-- EXERCISE DIRECTIONS --
Tally the lines of the entries in which the string "below" occurs, and say only how many.

Natural language region descriptions:
------------------------------------------------------------------------
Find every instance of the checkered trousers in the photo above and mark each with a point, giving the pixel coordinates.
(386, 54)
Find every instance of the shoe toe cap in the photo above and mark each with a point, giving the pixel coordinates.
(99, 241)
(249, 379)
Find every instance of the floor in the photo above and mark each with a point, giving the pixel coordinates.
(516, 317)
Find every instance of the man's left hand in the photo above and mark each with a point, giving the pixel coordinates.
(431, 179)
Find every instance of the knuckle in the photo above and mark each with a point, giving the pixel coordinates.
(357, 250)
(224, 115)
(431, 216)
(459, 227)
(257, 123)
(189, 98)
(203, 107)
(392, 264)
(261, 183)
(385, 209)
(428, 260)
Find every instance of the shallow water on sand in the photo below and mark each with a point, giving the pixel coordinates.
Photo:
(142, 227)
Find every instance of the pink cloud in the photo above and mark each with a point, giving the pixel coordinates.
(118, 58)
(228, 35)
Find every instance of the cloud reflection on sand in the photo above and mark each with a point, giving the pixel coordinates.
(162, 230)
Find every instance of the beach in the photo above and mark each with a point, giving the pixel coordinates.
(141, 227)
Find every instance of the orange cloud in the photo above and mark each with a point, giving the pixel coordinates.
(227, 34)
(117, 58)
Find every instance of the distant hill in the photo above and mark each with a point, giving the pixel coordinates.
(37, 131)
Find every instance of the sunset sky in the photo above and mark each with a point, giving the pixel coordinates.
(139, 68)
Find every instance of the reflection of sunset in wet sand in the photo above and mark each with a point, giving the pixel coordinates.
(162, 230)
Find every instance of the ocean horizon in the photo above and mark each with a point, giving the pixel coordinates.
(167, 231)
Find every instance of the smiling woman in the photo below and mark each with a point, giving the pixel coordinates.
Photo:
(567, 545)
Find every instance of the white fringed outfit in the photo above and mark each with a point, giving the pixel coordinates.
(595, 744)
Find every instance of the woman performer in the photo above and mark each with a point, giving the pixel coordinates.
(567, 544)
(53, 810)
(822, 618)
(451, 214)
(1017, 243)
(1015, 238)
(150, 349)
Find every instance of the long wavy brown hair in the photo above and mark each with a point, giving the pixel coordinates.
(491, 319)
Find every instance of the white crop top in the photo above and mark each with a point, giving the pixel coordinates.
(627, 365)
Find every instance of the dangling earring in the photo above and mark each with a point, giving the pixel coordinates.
------------------------------------------------------------------------
-- RESPONSE --
2